──────── Recorded information
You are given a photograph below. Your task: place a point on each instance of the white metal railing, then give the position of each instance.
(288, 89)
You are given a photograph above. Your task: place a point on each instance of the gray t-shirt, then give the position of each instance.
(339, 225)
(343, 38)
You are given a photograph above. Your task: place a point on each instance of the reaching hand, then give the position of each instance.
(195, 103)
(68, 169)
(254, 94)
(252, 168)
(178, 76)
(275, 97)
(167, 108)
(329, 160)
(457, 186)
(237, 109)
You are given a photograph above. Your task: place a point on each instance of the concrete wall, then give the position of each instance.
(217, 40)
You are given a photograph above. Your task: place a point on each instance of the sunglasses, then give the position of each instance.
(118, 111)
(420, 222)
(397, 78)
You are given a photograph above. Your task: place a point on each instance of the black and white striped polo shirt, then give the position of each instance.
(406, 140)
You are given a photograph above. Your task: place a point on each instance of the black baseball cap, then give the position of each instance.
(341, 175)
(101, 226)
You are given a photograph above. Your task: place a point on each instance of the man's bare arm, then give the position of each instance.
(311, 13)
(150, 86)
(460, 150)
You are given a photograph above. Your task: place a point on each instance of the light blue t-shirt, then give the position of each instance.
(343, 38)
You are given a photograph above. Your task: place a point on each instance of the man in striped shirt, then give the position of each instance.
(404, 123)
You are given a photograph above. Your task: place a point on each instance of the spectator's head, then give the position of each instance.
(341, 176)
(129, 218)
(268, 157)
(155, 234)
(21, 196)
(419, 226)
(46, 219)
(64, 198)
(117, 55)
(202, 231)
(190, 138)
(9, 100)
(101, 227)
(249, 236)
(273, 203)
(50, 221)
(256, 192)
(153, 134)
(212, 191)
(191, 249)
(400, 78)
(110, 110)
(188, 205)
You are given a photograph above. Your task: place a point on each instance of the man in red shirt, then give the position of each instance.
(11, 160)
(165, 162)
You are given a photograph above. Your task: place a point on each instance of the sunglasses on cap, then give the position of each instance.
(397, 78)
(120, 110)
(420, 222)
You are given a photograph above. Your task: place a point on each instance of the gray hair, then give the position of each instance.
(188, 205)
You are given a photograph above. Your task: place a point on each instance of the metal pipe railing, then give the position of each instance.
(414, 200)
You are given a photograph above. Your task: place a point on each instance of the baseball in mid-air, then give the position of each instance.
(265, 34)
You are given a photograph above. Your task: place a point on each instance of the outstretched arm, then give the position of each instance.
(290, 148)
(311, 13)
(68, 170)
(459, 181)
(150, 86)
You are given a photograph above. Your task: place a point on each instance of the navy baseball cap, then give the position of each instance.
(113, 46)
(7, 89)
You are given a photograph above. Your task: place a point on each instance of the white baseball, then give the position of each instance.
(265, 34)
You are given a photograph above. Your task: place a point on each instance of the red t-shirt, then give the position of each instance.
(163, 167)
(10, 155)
────────────────
§ **Instructions to follow**: Arrange the lines above as a two-column CSV with the headers instruction and coordinates. Give one row for each line that asks for points, with that line in one quoted instruction field and the coordinate lines beneath it in one quoted coordinates field, line breaks replaced by spaces.

§ **Exercise answer**:
instruction,coordinates
"You are given a photograph below. Your task: place a point on each instance of the white metal railing, then give the position of each instance.","(288, 89)"
"You are given a photograph above. Your task: place a point on each instance of the gray t-shirt, then give the position of each instance.","(339, 225) (343, 38)"
"You are given a photograph above. Your task: place a point on each instance of the reaching hand, then give the position of each instance.","(195, 103) (68, 169) (254, 94) (252, 168) (178, 76) (275, 97) (167, 108) (329, 160) (457, 186) (237, 109)"
"You are given a photograph above. Your task: place a point on each instance of the concrete wall, then give the position of each instance.","(217, 40)"
"You are given a photograph above. Your task: place a point on each instance of the sunglasses, then give the position of each instance.","(118, 111) (420, 222) (397, 78)"
"You are given a photograph above. Your task: place a point on each instance of the black and white striped polo shirt, then give the position of each instance.","(406, 140)"
"You are given a photograph above. Your task: place a point on each instance of the black baseball cap, then give the position of each instance.","(341, 175) (101, 226)"
"You are given a photograph above. Your task: place a point on each instance of the man's bare arm, then give the position of each instance.","(311, 13) (150, 86) (460, 150)"
"You are given a photograph above. Your task: place a point on each instance of the light blue t-shirt, then give the position of each instance.","(343, 38)"
"You are given a photograph above. Your task: place a point on each instance of the man in striped shirt, then give the position of each instance.","(404, 123)"
"You are given a photograph above. Your task: place a point on each instance of the spectator's head, then give the position of each instance.","(341, 176) (129, 218) (268, 157) (155, 234) (21, 196) (419, 226) (46, 219) (64, 198) (117, 55) (202, 231) (190, 138) (9, 100) (101, 227) (249, 236) (273, 203) (50, 221) (256, 192) (153, 134) (212, 191) (191, 249) (400, 78) (110, 110) (188, 205)"
"You are given a photograph above. Your task: place a point on each instance of the man in red shirt, then give the position of each instance.","(11, 160) (165, 162)"
"You are given a photograph above. Your task: place a point on each instance of the sunglasses on cap, then give the position of each instance.","(397, 78) (120, 110) (420, 222)"
"You are given a photograph above. Your task: place a point on each instance of the gray hair, then give the position of each instance.","(188, 205)"
"You are given a photograph above. Your task: place a point on each instance of the metal pipe railing, then give the position of each instance.","(414, 200)"
"You are given a photograph above. Your task: place a point on each instance of the baseball in mid-air, then give the position of each instance.","(265, 34)"
"You are given a photograph above. Your task: place a point on each instance of the outstretched arm, then give the position of each instance.","(290, 148) (311, 13) (68, 170) (459, 181) (150, 86)"
"You are given a photograph above. Your task: place a point on each instance of the navy baseball cap, then give the position of each instance.","(113, 46) (7, 89)"
"You are given a photograph above. Your task: place a point on each instance of the white baseball, then give the position of each instance.","(265, 34)"
"You are given a photograph above. Your task: place a point on each instance of the red t-shirt, then give the position of each instance.","(163, 167) (10, 155)"